» **WHAT YOU SHOULD DO**
Return, word for word, every line that follows.

» **TASK DATA**
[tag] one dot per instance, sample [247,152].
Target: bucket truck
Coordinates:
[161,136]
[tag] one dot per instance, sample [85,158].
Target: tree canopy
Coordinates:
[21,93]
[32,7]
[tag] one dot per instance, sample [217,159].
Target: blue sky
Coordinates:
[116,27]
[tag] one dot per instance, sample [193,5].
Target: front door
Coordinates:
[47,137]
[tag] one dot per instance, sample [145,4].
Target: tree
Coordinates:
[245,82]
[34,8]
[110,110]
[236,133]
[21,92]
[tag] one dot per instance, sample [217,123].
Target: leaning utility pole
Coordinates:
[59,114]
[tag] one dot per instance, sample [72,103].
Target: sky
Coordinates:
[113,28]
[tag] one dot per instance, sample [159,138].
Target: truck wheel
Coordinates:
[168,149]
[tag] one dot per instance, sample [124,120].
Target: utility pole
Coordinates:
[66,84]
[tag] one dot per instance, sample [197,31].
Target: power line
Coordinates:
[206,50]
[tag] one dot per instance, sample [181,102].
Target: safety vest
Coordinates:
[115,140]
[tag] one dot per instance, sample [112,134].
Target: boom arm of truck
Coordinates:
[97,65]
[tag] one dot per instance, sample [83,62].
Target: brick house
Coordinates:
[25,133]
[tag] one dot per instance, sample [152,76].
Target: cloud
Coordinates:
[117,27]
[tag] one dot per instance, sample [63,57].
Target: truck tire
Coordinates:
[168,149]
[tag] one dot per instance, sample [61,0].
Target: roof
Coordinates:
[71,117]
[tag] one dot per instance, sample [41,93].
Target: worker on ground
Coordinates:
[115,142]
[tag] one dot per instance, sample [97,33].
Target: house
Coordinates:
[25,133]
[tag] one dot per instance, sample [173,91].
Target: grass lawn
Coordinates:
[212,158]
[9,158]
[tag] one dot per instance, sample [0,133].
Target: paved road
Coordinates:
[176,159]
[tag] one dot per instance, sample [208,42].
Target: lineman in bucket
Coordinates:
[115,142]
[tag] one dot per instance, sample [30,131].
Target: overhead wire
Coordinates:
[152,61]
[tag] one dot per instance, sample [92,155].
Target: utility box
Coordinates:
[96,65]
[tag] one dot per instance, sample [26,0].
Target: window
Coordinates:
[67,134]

» **REPLY TO THE TASK**
[tag] one dot per instance, sample [247,152].
Target: bucket truck
Coordinates:
[161,136]
[tag] one dot per instance, sample [85,158].
Target: tree canopy
Coordinates:
[21,93]
[32,7]
[tag] one dot per instance, sample [217,159].
Target: blue sky
Coordinates:
[116,27]
[tag] one dot per instance, sample [193,5].
Target: front door
Coordinates:
[47,137]
[tag] one dot per instance, sample [145,4].
Target: tree
Coordinates:
[245,82]
[34,8]
[110,110]
[236,133]
[21,92]
[tag] one dot per instance, sample [217,123].
Target: leaning utility pole
Coordinates:
[59,114]
[tag] one dot per instance, sample [72,103].
Target: sky
Coordinates:
[113,28]
[tag] one dot per instance, sample [159,138].
Target: truck wheel
Coordinates:
[168,149]
[tag] one dot per instance, sample [124,120].
Target: utility pole
Coordinates:
[66,84]
[tag] one dot per instance, sample [197,31].
Target: power line
Coordinates:
[206,50]
[tag] one dot per instance, sample [181,102].
Target: safety vest
Coordinates:
[115,140]
[tag] one dot per instance, sample [112,134].
Target: boom arm of truck
Coordinates:
[97,65]
[tag] one dot per instance, sample [83,62].
Target: brick house
Coordinates:
[25,133]
[tag] one dot per instance, sample [152,76].
Target: cloud
Coordinates:
[117,27]
[tag] one dot per instance, sample [63,57].
Target: truck tire
Coordinates:
[168,149]
[tag] one dot per instance, sample [61,0].
Target: roof
Coordinates:
[71,117]
[tag] one dot per instance, sample [41,93].
Target: worker on ground
Coordinates:
[115,142]
[tag] one dot per instance, sample [97,33].
Target: house
Coordinates:
[25,133]
[tag] one dot per instance, sample [173,91].
Target: grass lawn
Coordinates:
[212,158]
[9,158]
[tag] one dot per instance, sample [0,133].
Target: paved road
Coordinates:
[176,159]
[tag] one dot per instance, sample [208,42].
Target: lineman in bucket
Coordinates:
[115,142]
[tag] one dot per instance, sample [30,131].
Target: overhead wire
Coordinates:
[152,61]
[tag] one dot per instance, sample [92,155].
Target: utility box
Coordinates:
[96,65]
[tag] one dot per instance, sample [26,0].
Target: window
Coordinates:
[67,134]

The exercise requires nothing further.